### QUESTIONS TO ANSWER
1. Read the abstract on doctor-patient-computer interactions below and decide whether each statement agrees with it: (a) the classifier works from video recorded with the doctors' own computers' internal camera and microphone; (b) the classifier places each video segment in one of three interaction classes; (c) the evaluation used recordings of real patient consultations. Answer yes or no for each, quoting the words of the abstract that decide it.
2. Summarize the abstract on doctor-patient-computer interactions below in two sentences.

Abstract
Background
The study of doctor-patient-computer interactions is a key research area for examining doctor-patient relationships; however, studying these interactions is costly and obtrusive as researchers usually set up complex mechanisms or intrude on consultations to collect, then manually analyze the data.
Objective
We aimed to facilitate human-computer and human-human interaction research in clinics by providing a computational ethnography tool: an unobtrusive automatic classifier of screen gaze and dialogue combinations in doctor-patient-computer interactions.
Methods
The classifier’s input is video taken by doctors using their computers' internal camera and microphone. By estimating the key points of the doctor's face and the presence of voice activity, we estimate the type of interaction that is taking place. The classification output of each video segment is 1 of 4 interaction classes: (1) screen gaze and dialogue, wherein the doctor is gazing at the computer screen while conversing with the patient; (2) dialogue, wherein the doctor is gazing away from the computer screen while conversing with the patient; (3) screen gaze, wherein the doctor is gazing at the computer screen without conversing with the patient; and (4) other, wherein no screen gaze or dialogue are detected. We evaluated the classifier using 30 minutes of video provided by 5 doctors simulating consultations in their clinics both in semi- and fully inclusive layouts.

### ENTRIES SHOWN

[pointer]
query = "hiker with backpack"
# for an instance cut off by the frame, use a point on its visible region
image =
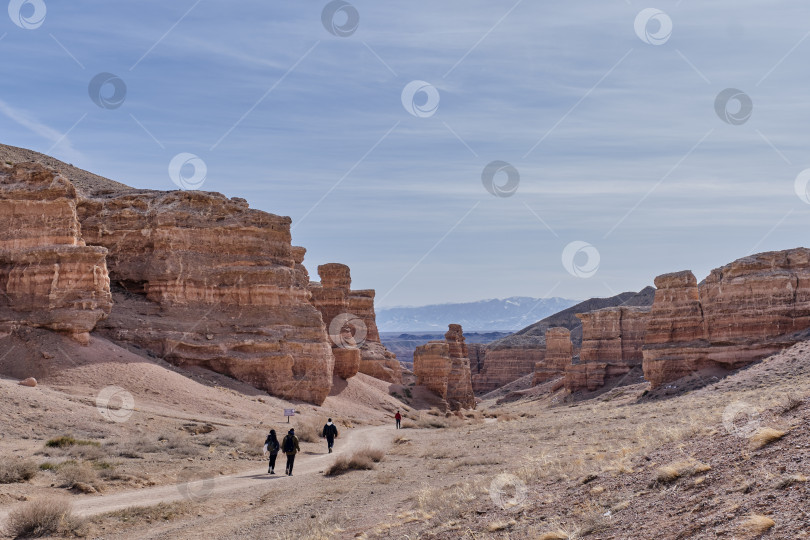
(272, 446)
(290, 447)
(330, 432)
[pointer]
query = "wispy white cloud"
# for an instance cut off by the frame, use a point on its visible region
(58, 142)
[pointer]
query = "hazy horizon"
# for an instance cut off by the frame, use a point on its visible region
(447, 153)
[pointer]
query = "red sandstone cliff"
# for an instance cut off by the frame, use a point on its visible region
(444, 368)
(742, 312)
(197, 278)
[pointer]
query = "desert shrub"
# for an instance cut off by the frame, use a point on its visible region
(17, 470)
(78, 476)
(766, 436)
(252, 444)
(66, 441)
(43, 517)
(670, 473)
(308, 429)
(362, 460)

### RESPONSES
1.
(a) Yes: "The classifier’s input is video taken by doctors using their computers' internal camera and microphone."
(b) No: "The classification output of each video segment is 1 of 4 interaction classes"
(c) No: "30 minutes of video provided by 5 doctors simulating consultations in their clinics"

2. Studying doctor-patient-computer interactions is key to examining doctor-patient relationships but is costly and obtrusive, so the authors aimed to provide an unobtrusive automatic classifier of screen gaze and dialogue combinations. Working from video taken with the doctors' computers' internal camera and microphone, it estimates the doctor's facial key points and the presence of voice activity to assign each segment to one of four interaction classes, and it was evaluated on 30 minutes of video from 5 doctors simulating consultations.